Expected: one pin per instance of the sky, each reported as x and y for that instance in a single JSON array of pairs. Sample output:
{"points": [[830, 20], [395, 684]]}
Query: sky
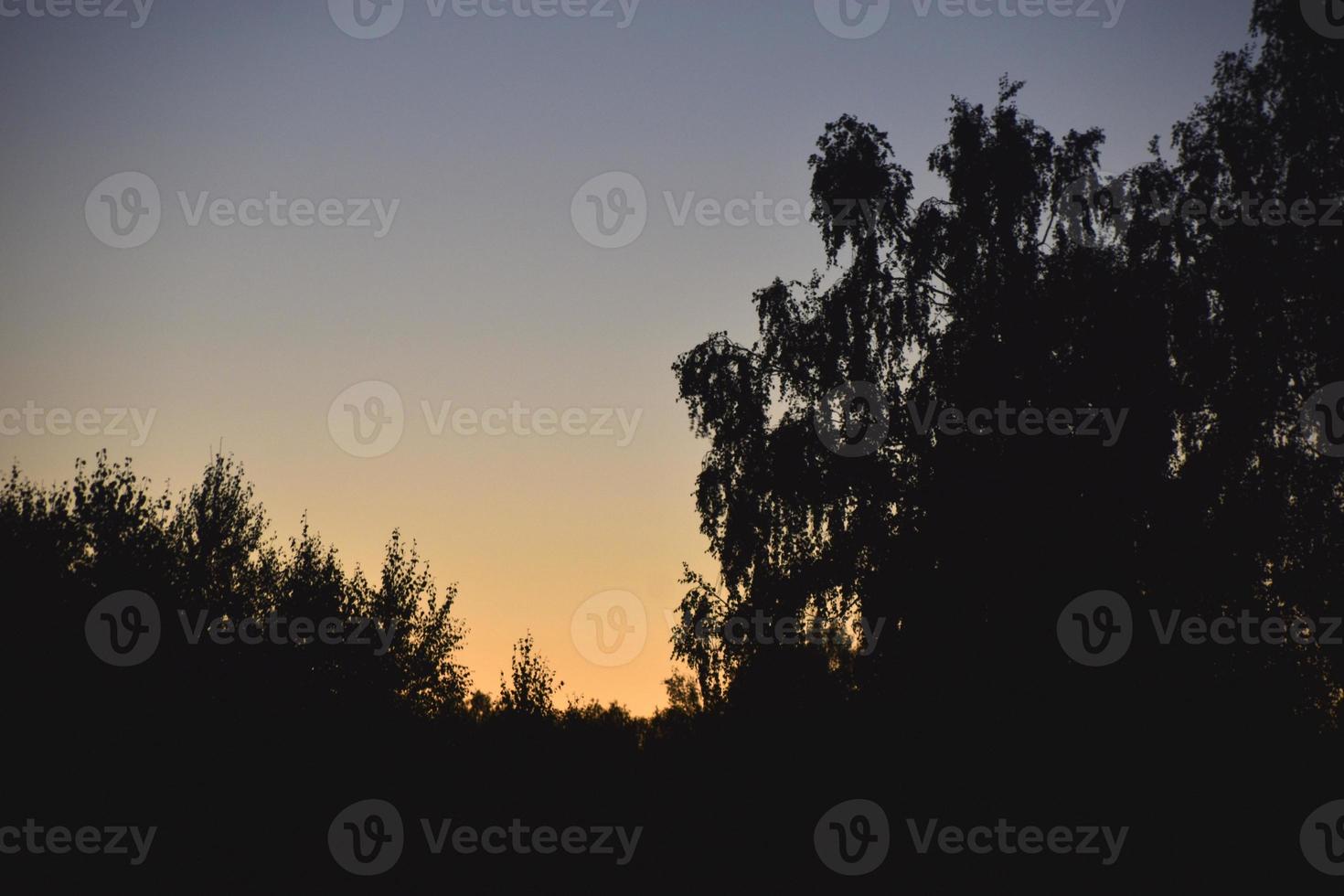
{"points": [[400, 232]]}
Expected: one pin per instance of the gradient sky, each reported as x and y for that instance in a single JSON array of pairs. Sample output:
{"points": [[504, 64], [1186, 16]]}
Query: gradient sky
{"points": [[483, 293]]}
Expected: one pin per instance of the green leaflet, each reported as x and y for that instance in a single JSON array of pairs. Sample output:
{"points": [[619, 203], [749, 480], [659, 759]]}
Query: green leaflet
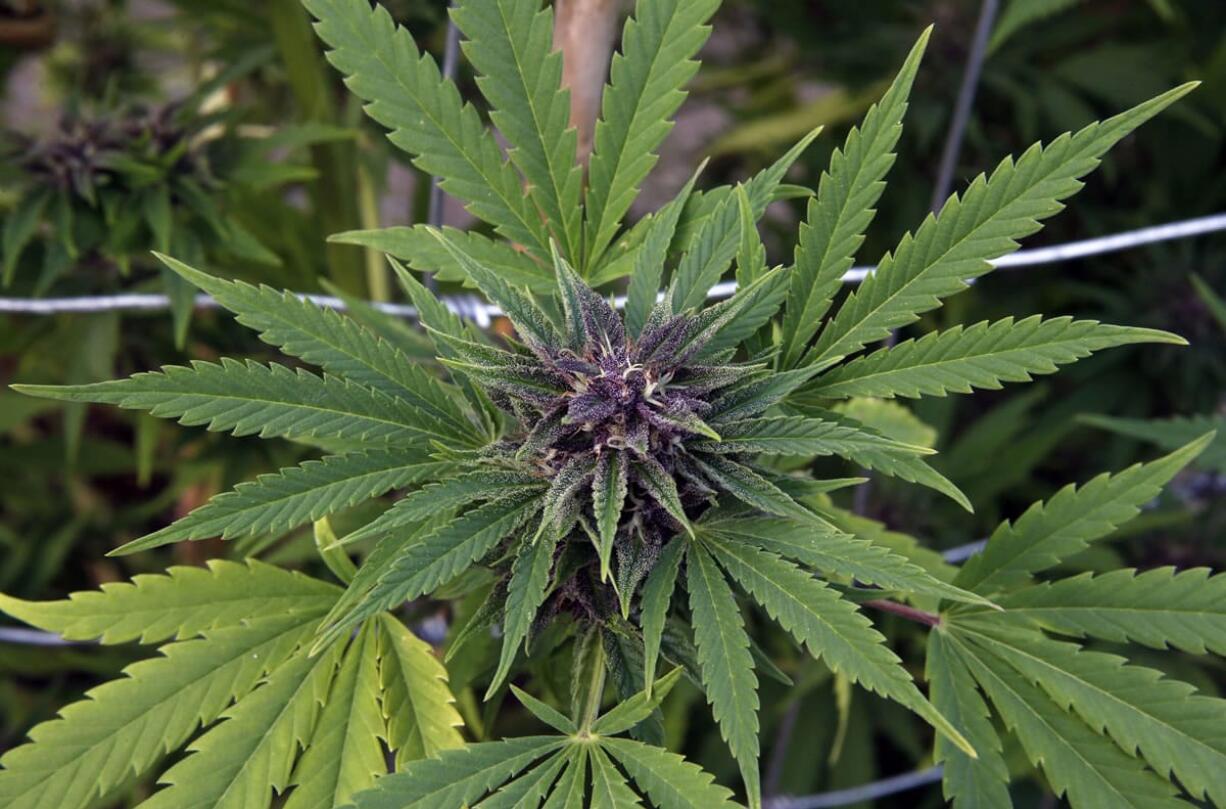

_EXERCISE INSTRUCTIONS_
Reproduce the material above, substituting "marker" for every occurrence of "pin" and leaving everything else unchanged. Omit the pictures from your answer.

_FINAL RESULT_
Expected: one marker per instance of the sky, each reported as x and y for that instance in a single JSON array of pairs. Sample output:
{"points": [[830, 20], [395, 684]]}
Query: sky
{"points": [[400, 232]]}
Expected: one marker per instance of the gradient sky, each reported as x and y for that instance in a single JSON array of pairs. Sample output:
{"points": [[504, 64], [1186, 16]]}
Query: gradient sky
{"points": [[483, 293]]}
Expected: one marker per instance of the green leaflet, each reported as x and y for that instance in a single JSON array of pairs. Sample output:
{"points": [[619, 203], [749, 480], [659, 759]]}
Query: green leaflet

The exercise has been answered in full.